Aim of the exercise: Quote every one of the records below verbatim, line by line.

*** Data shown

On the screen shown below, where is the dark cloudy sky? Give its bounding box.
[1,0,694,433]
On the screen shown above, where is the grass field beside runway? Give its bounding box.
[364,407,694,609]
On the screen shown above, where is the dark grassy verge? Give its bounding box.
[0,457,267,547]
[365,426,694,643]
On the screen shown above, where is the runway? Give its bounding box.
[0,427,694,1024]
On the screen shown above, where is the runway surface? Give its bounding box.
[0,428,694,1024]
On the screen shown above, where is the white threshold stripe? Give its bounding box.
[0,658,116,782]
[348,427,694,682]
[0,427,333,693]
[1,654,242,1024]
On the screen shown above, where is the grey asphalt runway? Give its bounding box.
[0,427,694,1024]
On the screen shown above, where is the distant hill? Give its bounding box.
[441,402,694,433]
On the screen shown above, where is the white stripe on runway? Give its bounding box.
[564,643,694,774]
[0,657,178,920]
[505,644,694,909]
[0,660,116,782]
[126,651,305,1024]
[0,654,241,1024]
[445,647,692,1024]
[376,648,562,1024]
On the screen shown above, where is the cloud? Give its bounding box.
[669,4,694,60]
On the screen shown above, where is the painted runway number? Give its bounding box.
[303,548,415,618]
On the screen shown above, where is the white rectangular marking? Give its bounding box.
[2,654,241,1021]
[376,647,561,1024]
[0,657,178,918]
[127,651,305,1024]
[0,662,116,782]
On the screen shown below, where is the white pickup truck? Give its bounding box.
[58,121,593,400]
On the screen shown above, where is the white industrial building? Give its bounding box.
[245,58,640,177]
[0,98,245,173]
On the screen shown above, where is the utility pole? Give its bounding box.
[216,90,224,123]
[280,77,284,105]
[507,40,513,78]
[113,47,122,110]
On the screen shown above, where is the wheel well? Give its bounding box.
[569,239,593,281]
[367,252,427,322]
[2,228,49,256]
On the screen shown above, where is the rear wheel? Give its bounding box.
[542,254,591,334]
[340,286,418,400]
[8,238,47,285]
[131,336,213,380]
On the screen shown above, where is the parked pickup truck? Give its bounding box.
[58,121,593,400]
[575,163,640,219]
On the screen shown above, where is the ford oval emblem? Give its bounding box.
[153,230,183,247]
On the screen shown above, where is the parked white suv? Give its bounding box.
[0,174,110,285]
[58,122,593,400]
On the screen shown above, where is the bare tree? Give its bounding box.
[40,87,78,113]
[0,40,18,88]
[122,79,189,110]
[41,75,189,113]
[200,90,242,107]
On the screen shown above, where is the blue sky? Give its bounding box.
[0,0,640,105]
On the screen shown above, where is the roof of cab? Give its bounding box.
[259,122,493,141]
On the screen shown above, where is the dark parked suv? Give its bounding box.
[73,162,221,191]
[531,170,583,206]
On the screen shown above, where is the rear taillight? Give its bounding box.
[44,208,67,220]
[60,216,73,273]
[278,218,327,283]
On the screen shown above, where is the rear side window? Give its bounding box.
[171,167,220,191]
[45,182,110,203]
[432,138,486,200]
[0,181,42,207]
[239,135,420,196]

******

Output for this task:
On the screen shown below, where is the dark cloudy sky? Give its bounding box.
[1,0,694,433]
On the screen shown above, where is the grass field beside runway? Give its bounding box.
[364,407,694,609]
On the screen shown above, where is the dark grassy verge? Give its bounding box.
[0,457,267,547]
[365,426,694,643]
On the screen shown above, where is the runway? Give its bounding box.
[0,427,694,1024]
On the screen shown above, where is the runway surface? Give its bounding box.
[0,428,694,1024]
On the screen shown above, where is the white threshold stripe? Give its bounding box.
[0,658,116,782]
[348,427,694,682]
[0,427,333,693]
[1,654,242,1024]
On the screen shown above, where is the grey asphalt runway? Give its bounding box.
[0,427,694,1024]
On the screen shown above, where is the distant hill? Give its bounding box.
[441,402,694,433]
On the screen shown above, where is the white stripe on runway? Give its bounding box.
[564,643,694,774]
[0,657,178,920]
[505,644,694,909]
[0,660,116,782]
[126,651,305,1024]
[0,654,241,1024]
[445,647,692,1024]
[376,648,562,1024]
On the screen shown above, where is the cloud? Give its bounding box.
[669,4,694,60]
On the screen shown above, where is the painted runway number? Give its bounding box.
[303,548,415,618]
On the screen shown above, where is the white rectangular marking? Give its bounding box.
[2,654,241,1021]
[376,647,561,1024]
[0,657,178,918]
[127,651,305,1024]
[0,662,116,782]
On the screen shown below, where is the white pickup truck? Give its bounding box.
[58,121,593,400]
On the screen shown above, where is the white industrial building? Give its bounding box.
[245,58,640,177]
[0,98,245,173]
On the screen shown above, where is the utility pole? Give its bounding box.
[216,90,224,123]
[280,77,284,105]
[507,40,513,78]
[113,47,122,110]
On the screen shown above, where is the wheel well? Give its bounding box.
[569,239,593,281]
[367,252,427,322]
[2,228,49,256]
On the screen shown above, where is the rear wheel? Give its bounding box.
[542,254,591,334]
[340,286,418,400]
[8,238,47,285]
[131,336,213,380]
On the screen shown above, where is the parked pickup truck? Give its bounding box.
[58,121,593,400]
[575,163,640,219]
On the screen shown above, where is the ford oval emblem? Give its bounding box.
[153,230,183,247]
On the screen shown above, where is the parked white suv? Give its bounding box.
[0,174,110,285]
[58,122,593,400]
On the screen shown above, where is the bare tree? Give its bounding box.
[40,87,78,113]
[0,40,18,88]
[122,79,189,110]
[41,75,189,113]
[200,90,242,107]
On the screen shown above, where is the blue sky? Give its bounding box.
[0,0,640,105]
On the screen shown above, where is the roof of cab? Give its bounding box.
[259,122,493,141]
On the screen shown above, where is the dark parked suv? Give its bounding box.
[73,162,221,191]
[531,170,583,206]
On the screen shown above, where is the rear taillight? Give its bounding box.
[44,208,67,220]
[60,216,73,273]
[278,218,327,283]
On the screen shown above, where is the rear side window? Give its bounding box.
[171,167,220,191]
[45,182,110,203]
[432,138,486,200]
[0,181,42,207]
[239,135,420,196]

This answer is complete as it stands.